### EXTRACT TO READ ###

Hey!

So, I’ve been wanting to start writing a blog about one of my favorite topics, mental health, for a while now. I’ve been waiting to feel inspired to write, I guess (I can hear my writer friends hysterically laughing at this). Recently, I kickstarted my private practice and I was frankly overwhelmed (in a good way!) with potential clients. My “niche” is queer people. That’s literally it. We, as in the LGBTQ+ community, are so incredibly starved for GOOD, affordable care that I had people banging down my virtual door the first week I opened. My hope/dream/goal for opening a private practice is to help bridge that gap, even just a wee bit. So here we are.

    This career, particularly delivering clinical mental health services, has been my dream for over a decade. A particular therapist that I saw as a teen, who I credit with literally saving my life, inspired me to pursue this goal because I was so blown away by the effect that therapy had on my own life. So, throughout the years as both a provider and a consumer of mental health services and social work services, I have gradually collected observations about the mental healthcare system, how we view mental illness in the US in particular, and what I find really, really works.

### RECORDED DATA ###

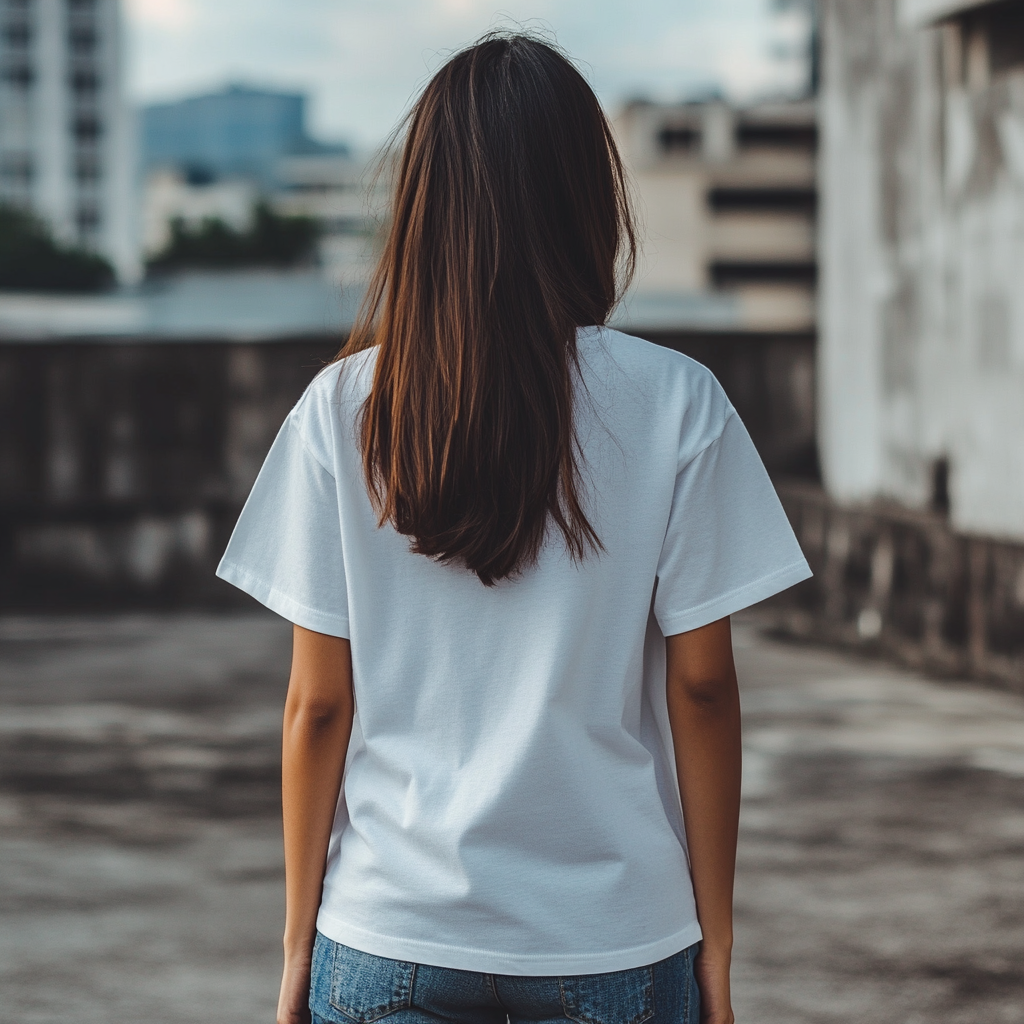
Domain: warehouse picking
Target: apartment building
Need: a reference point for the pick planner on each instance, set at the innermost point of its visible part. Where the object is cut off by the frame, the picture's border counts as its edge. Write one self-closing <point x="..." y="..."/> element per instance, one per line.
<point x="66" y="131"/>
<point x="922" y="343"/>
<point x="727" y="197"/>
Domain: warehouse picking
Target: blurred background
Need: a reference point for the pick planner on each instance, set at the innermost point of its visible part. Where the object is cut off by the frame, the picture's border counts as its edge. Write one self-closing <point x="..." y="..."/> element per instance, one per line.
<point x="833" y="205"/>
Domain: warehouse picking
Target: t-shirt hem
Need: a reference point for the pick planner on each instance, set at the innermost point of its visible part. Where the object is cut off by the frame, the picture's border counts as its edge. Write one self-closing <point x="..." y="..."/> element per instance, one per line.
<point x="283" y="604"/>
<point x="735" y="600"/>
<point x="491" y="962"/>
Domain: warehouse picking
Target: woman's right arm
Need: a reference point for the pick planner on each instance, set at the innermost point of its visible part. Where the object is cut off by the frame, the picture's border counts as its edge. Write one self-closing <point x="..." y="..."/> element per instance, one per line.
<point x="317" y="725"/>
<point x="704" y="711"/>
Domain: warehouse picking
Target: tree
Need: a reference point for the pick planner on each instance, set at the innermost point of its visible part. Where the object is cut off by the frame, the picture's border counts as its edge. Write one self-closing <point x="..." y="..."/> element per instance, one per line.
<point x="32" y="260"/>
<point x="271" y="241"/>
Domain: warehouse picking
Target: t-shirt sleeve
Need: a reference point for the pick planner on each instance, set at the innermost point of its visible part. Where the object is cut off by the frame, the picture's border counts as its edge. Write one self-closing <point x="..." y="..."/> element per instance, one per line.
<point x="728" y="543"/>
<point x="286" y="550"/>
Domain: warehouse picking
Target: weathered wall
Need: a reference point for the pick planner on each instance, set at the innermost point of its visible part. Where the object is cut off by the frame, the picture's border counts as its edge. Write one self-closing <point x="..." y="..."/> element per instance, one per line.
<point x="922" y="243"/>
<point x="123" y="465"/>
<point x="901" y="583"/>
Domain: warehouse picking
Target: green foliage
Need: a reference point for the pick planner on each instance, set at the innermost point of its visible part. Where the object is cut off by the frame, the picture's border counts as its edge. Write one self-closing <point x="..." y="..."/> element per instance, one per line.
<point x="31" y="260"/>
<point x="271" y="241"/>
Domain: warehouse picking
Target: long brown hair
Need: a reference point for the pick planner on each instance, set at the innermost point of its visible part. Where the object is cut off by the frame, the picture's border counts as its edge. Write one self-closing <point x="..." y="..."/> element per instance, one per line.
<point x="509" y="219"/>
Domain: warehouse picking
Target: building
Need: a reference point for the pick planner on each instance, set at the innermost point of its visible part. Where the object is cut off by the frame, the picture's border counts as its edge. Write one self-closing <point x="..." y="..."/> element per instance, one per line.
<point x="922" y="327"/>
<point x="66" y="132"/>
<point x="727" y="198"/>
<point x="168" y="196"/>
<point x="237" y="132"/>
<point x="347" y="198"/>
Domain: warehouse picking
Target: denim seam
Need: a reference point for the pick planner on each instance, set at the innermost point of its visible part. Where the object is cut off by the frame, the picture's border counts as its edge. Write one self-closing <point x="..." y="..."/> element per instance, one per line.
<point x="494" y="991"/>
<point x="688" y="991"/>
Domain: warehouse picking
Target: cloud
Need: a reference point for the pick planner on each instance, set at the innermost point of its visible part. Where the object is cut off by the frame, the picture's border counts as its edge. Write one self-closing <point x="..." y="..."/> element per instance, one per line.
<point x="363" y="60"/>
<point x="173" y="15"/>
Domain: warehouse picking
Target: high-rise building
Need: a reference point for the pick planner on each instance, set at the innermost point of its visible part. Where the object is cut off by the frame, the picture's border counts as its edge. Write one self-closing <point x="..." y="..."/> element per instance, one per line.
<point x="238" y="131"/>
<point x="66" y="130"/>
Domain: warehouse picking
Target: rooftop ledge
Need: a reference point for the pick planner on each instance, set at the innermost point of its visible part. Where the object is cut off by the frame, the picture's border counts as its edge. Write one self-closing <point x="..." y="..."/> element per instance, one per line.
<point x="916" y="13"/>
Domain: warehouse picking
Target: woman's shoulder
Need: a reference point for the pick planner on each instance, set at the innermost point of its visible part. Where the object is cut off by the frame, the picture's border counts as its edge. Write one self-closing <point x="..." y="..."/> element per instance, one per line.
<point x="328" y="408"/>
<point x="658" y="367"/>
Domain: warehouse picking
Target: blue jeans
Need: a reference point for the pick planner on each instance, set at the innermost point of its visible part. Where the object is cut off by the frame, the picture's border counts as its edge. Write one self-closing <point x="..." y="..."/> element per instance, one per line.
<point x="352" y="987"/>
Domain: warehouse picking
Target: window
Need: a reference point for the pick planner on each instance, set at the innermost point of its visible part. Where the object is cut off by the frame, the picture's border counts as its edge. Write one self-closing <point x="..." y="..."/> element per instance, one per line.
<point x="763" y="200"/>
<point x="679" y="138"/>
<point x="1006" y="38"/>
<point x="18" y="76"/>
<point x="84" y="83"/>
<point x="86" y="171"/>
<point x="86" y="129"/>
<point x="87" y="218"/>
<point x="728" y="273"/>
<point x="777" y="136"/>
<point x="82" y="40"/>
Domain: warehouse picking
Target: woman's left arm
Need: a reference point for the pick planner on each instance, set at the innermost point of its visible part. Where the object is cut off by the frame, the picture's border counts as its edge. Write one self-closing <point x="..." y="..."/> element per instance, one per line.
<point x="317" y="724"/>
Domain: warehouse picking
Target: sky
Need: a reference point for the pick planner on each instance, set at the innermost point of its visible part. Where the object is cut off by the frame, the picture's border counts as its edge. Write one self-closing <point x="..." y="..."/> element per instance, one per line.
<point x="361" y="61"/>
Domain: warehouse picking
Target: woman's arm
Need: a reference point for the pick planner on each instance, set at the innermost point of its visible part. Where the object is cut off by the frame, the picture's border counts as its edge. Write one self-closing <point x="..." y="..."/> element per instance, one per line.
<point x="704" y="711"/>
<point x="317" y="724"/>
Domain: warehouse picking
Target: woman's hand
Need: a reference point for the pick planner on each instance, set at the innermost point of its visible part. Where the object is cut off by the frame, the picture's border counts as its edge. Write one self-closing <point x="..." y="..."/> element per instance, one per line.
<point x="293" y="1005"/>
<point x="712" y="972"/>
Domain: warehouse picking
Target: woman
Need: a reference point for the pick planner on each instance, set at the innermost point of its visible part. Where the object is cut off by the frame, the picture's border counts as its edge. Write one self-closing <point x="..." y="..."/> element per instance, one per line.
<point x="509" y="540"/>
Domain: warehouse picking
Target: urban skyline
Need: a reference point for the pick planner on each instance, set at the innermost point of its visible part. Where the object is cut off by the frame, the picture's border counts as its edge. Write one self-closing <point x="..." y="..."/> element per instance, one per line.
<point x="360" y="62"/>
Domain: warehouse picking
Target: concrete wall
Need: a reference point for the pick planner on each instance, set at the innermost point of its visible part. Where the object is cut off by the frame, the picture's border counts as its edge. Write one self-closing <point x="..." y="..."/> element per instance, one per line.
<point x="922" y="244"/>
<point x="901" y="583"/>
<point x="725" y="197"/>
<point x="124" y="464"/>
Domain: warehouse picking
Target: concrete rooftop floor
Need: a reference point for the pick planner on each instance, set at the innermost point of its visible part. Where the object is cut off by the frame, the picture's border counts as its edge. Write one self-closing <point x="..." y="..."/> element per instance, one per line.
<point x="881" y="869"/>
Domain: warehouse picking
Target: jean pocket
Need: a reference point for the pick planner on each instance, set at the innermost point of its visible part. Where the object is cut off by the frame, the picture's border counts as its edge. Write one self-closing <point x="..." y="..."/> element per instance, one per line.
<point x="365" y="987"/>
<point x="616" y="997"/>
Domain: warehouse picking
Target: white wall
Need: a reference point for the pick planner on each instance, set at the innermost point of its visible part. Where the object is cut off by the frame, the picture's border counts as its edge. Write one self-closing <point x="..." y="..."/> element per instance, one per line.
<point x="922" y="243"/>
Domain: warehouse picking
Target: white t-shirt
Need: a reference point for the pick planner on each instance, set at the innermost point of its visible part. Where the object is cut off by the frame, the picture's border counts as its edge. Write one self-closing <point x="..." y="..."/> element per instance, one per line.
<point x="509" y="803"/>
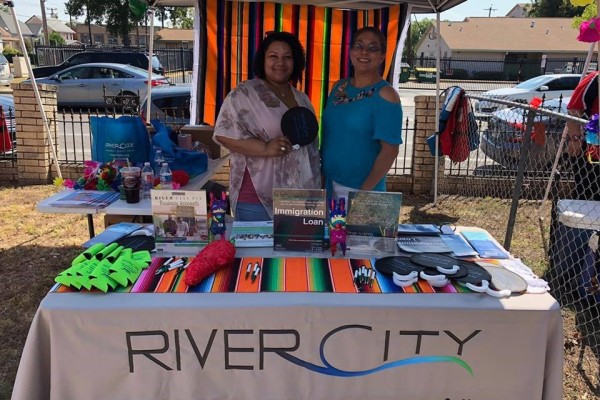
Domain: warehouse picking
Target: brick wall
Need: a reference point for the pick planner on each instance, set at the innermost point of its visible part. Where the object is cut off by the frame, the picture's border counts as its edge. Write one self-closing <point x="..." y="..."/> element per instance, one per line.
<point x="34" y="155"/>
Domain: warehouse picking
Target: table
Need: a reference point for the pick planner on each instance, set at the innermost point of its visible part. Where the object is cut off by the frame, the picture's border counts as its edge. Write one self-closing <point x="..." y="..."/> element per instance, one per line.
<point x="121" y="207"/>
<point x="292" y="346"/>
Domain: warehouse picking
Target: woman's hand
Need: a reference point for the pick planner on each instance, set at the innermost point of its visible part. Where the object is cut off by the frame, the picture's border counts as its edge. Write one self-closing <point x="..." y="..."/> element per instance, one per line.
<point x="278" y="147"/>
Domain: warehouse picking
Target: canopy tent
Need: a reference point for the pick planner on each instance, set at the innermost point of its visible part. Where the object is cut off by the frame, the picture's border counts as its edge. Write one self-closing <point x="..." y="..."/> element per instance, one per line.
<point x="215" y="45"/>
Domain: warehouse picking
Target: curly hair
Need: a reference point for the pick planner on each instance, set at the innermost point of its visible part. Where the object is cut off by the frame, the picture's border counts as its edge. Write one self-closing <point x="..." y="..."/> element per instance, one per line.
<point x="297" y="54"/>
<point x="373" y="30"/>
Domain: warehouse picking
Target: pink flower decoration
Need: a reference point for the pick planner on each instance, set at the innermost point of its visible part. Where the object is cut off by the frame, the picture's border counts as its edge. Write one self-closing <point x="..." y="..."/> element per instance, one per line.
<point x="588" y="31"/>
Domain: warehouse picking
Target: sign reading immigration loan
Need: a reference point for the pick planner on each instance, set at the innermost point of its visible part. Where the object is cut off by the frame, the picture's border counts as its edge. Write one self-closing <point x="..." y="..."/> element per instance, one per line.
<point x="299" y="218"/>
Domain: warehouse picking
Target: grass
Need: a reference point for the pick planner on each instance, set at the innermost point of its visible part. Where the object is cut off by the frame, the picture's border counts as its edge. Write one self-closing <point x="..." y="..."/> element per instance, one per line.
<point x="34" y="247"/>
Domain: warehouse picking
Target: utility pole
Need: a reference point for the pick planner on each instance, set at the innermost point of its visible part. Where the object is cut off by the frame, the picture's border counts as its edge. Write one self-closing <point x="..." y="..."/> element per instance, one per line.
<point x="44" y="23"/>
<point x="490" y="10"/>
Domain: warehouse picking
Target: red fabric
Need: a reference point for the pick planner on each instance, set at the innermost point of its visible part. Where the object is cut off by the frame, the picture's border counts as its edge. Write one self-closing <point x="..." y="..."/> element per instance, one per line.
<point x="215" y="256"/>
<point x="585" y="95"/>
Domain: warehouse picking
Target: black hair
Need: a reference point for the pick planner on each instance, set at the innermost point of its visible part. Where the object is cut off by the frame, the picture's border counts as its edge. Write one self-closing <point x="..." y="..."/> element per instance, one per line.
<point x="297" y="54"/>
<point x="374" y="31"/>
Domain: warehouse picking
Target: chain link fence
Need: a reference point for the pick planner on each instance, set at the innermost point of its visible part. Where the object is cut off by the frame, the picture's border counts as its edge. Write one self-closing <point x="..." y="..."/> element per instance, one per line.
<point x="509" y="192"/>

###

**TASK REQUIREMENTS**:
A - In the blog post, who does the writer name as their "niche" in private practice?
B - Copy out everything in the blog post from "This career, particularly" down to "really, really works.".
The data is separate material with no connection to the blog post.

**SOLUTIONS IN ORDER**:
A - Queer people.

B -
This career, particularly delivering clinical mental health services, has been my dream for over a decade. A particular therapist that I saw as a teen, who I credit with literally saving my life, inspired me to pursue this goal because I was so blown away by the effect that therapy had on my own life. So, throughout the years as both a provider and a consumer of mental health services and social work services, I have gradually collected observations about the mental healthcare system, how we view mental illness in the US in particular, and what I find really, really works.